**What you have to do**
Could you turn every line of the material into a Markdown table with the columns "Row" and "Text", numbering the rows and skipping blank lines? Leave the pictures out.

**Task material**
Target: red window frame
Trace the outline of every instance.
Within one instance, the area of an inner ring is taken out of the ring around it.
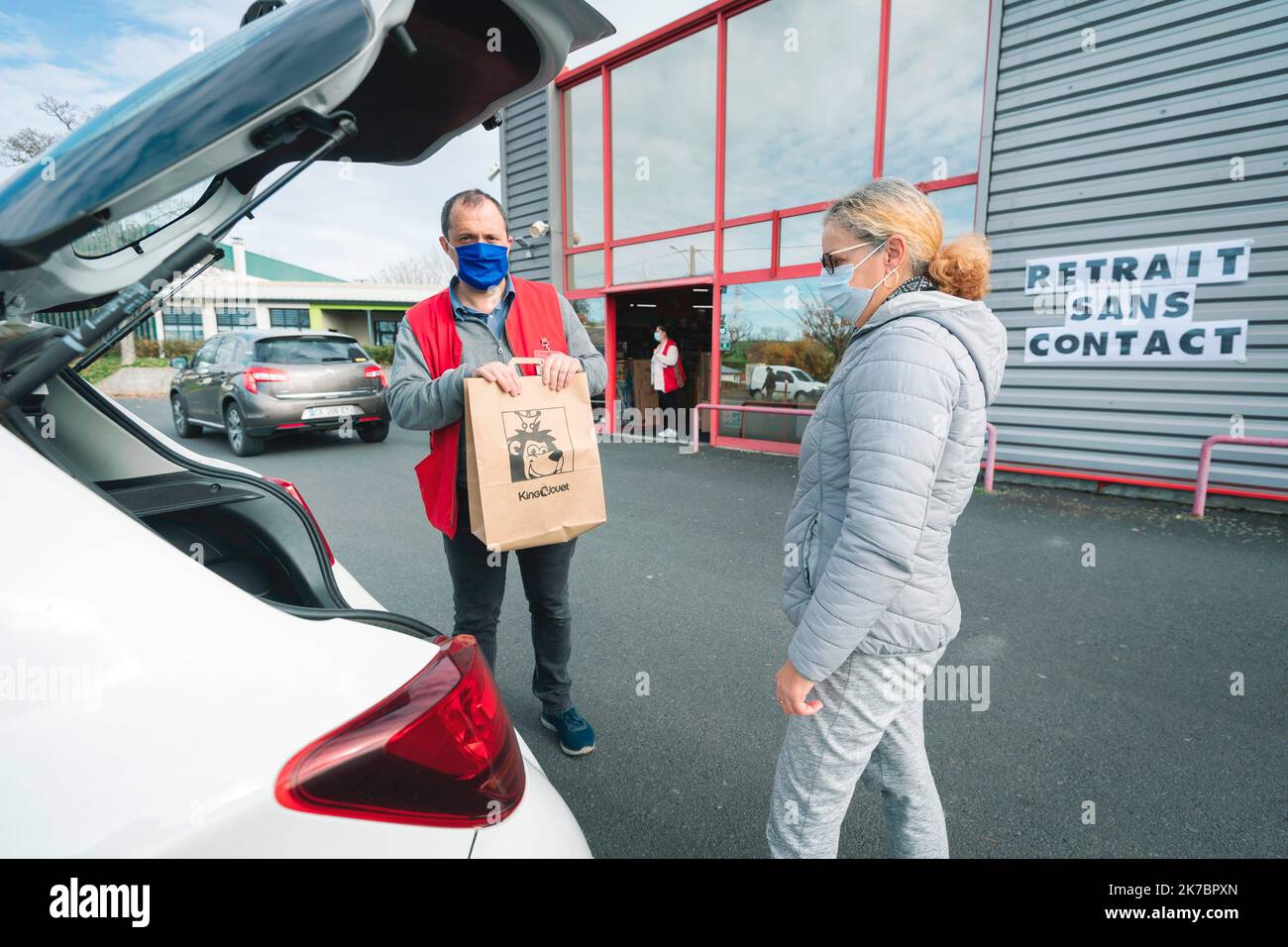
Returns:
[[[997,0],[990,0],[989,3],[989,19],[993,17],[993,8]],[[724,216],[724,191],[725,191],[725,122],[726,122],[726,64],[728,64],[728,45],[729,45],[729,18],[735,17],[739,13],[744,13],[762,3],[770,3],[770,0],[715,0],[715,3],[707,4],[706,6],[694,10],[693,13],[681,17],[666,26],[654,30],[645,36],[641,36],[632,43],[629,43],[616,50],[605,53],[587,63],[583,63],[576,68],[564,70],[555,79],[555,89],[558,94],[555,95],[555,107],[558,110],[558,126],[559,126],[559,202],[562,220],[564,225],[562,227],[563,234],[559,238],[559,249],[562,250],[559,258],[560,268],[560,282],[565,287],[564,295],[568,299],[585,299],[592,296],[603,296],[605,299],[605,329],[604,329],[604,348],[608,362],[608,410],[609,421],[612,423],[614,414],[614,399],[616,399],[616,295],[625,291],[632,290],[648,290],[658,289],[663,286],[690,286],[690,285],[710,285],[712,296],[712,318],[711,318],[711,352],[719,353],[720,350],[720,290],[724,286],[732,286],[735,283],[748,283],[748,282],[766,282],[773,280],[793,280],[804,277],[814,277],[819,273],[818,263],[806,264],[793,264],[793,265],[781,265],[779,264],[779,242],[782,234],[782,220],[784,218],[800,216],[806,214],[814,214],[820,210],[826,210],[831,206],[832,201],[818,201],[814,204],[805,204],[796,207],[779,207],[766,210],[759,214],[751,214],[747,216],[725,219]],[[876,82],[876,116],[875,116],[875,129],[873,129],[873,149],[872,149],[872,178],[880,178],[882,164],[885,160],[885,125],[886,125],[886,88],[887,77],[890,70],[890,19],[891,19],[891,6],[893,0],[880,0],[880,37],[877,46],[877,82]],[[696,32],[707,30],[710,27],[716,28],[716,174],[715,174],[715,220],[707,223],[698,223],[689,227],[680,227],[670,231],[659,231],[656,233],[636,234],[632,237],[614,238],[613,237],[613,103],[612,103],[612,80],[613,71],[626,63],[634,62],[654,50],[667,46],[672,43],[692,36]],[[985,33],[987,35],[987,33]],[[987,43],[983,54],[987,57]],[[569,89],[576,88],[583,82],[592,81],[595,79],[600,80],[600,95],[601,95],[601,113],[600,121],[603,124],[603,178],[604,178],[604,240],[596,244],[587,244],[585,246],[569,246],[568,245],[568,129],[565,124],[565,110],[564,102],[565,95]],[[987,77],[985,77],[987,80]],[[983,122],[983,98],[980,100],[980,120]],[[983,140],[980,143],[983,147]],[[923,180],[917,184],[917,187],[926,192],[945,191],[948,188],[956,187],[969,187],[979,183],[979,160],[976,157],[976,170],[970,174],[961,174],[953,178],[947,178],[943,180]],[[741,224],[759,223],[762,220],[772,222],[770,231],[770,264],[768,269],[755,269],[755,271],[734,271],[726,272],[724,268],[724,231],[729,227],[738,227]],[[667,240],[672,237],[683,237],[693,233],[706,233],[714,231],[715,242],[715,260],[714,260],[714,273],[707,277],[693,277],[681,280],[667,280],[662,282],[640,282],[640,283],[614,283],[613,282],[613,247],[626,246],[630,244],[643,244],[654,240]],[[603,250],[604,253],[604,283],[603,286],[573,290],[568,289],[568,258],[574,256],[581,253],[592,253],[596,250]],[[712,402],[720,401],[720,372],[712,372],[711,378],[711,390],[707,392],[706,399]],[[747,447],[751,450],[766,450],[774,452],[787,452],[799,454],[800,446],[795,443],[779,443],[779,442],[766,442],[766,441],[750,441],[747,438],[737,437],[723,437],[717,433],[716,426],[712,426],[711,432],[714,446],[734,446],[734,447]]]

**Complete answer**
| Row | Text |
|---|---|
| 1 | Target: red window frame |
| 2 | Trace the outline of every instance. |
| 3 | Within one instance, the area of an inner ring is taken out of the ring around it. |
| 4 | Returns: |
| 5 | [[[997,0],[990,0],[989,3],[989,19],[993,17],[993,8]],[[724,216],[724,191],[725,191],[725,122],[726,122],[726,64],[728,64],[728,45],[729,45],[729,18],[735,17],[739,13],[744,13],[762,3],[770,3],[770,0],[715,0],[715,3],[707,4],[706,6],[694,10],[693,13],[681,17],[666,26],[654,30],[645,36],[641,36],[632,43],[629,43],[616,50],[605,53],[587,63],[583,63],[576,68],[564,70],[555,79],[555,89],[558,94],[555,95],[555,107],[558,110],[558,126],[559,126],[559,202],[562,220],[564,225],[562,227],[563,234],[559,238],[559,249],[562,250],[559,258],[560,268],[560,282],[565,287],[564,295],[568,299],[585,299],[592,296],[603,296],[605,299],[605,329],[604,329],[604,348],[608,362],[608,410],[609,421],[612,423],[614,414],[614,399],[616,399],[616,295],[625,291],[632,290],[648,290],[658,289],[663,286],[690,286],[690,285],[710,285],[712,296],[712,318],[711,318],[711,352],[719,353],[720,350],[720,290],[724,286],[732,286],[735,283],[748,283],[748,282],[766,282],[773,280],[793,280],[804,277],[814,277],[819,273],[818,263],[806,264],[793,264],[793,265],[781,265],[779,264],[779,242],[782,234],[782,220],[784,218],[800,216],[806,214],[814,214],[820,210],[826,210],[831,206],[832,201],[818,201],[814,204],[805,204],[796,207],[779,207],[766,210],[759,214],[751,214],[747,216],[725,219]],[[876,82],[876,116],[875,116],[875,129],[873,129],[873,149],[872,149],[872,178],[880,178],[882,164],[885,160],[885,125],[886,125],[886,88],[887,77],[890,70],[890,19],[891,19],[891,6],[893,0],[880,0],[880,37],[877,46],[877,82]],[[696,32],[707,30],[710,27],[716,28],[716,174],[715,174],[715,220],[707,223],[698,223],[689,227],[680,227],[670,231],[659,231],[656,233],[636,234],[632,237],[614,238],[613,237],[613,103],[612,103],[612,80],[613,71],[626,63],[634,62],[654,50],[667,46],[672,43],[692,36]],[[985,33],[987,35],[987,33]],[[987,43],[983,54],[987,57]],[[569,89],[576,88],[583,82],[592,81],[595,79],[600,80],[600,95],[601,95],[601,113],[600,121],[603,124],[603,178],[604,178],[604,240],[596,244],[587,244],[585,246],[569,246],[568,245],[568,129],[565,124],[565,110],[564,102],[565,95]],[[987,77],[985,77],[987,80]],[[983,122],[983,98],[980,100],[980,120]],[[983,140],[980,143],[983,147]],[[923,180],[917,184],[917,187],[926,192],[945,191],[948,188],[956,187],[969,187],[979,183],[979,160],[976,157],[976,170],[970,174],[961,174],[953,178],[947,178],[943,180]],[[741,224],[759,223],[762,220],[772,222],[770,231],[770,264],[768,269],[755,269],[755,271],[734,271],[726,272],[724,268],[724,231],[729,227],[738,227]],[[667,240],[672,237],[683,237],[693,233],[706,233],[714,231],[715,242],[715,260],[714,260],[714,273],[707,277],[693,277],[681,280],[667,280],[662,282],[640,282],[640,283],[614,283],[613,282],[613,247],[626,246],[630,244],[643,244],[654,240]],[[603,250],[604,253],[604,283],[603,286],[573,290],[568,289],[568,258],[574,256],[581,253],[592,253],[596,250]],[[712,402],[720,401],[720,372],[712,372],[711,378],[711,390],[707,392],[706,399]],[[747,447],[751,450],[766,450],[774,452],[787,452],[799,454],[800,446],[795,443],[779,443],[779,442],[766,442],[766,441],[750,441],[747,438],[737,437],[723,437],[717,433],[716,426],[712,426],[711,432],[714,446],[734,446],[734,447]]] |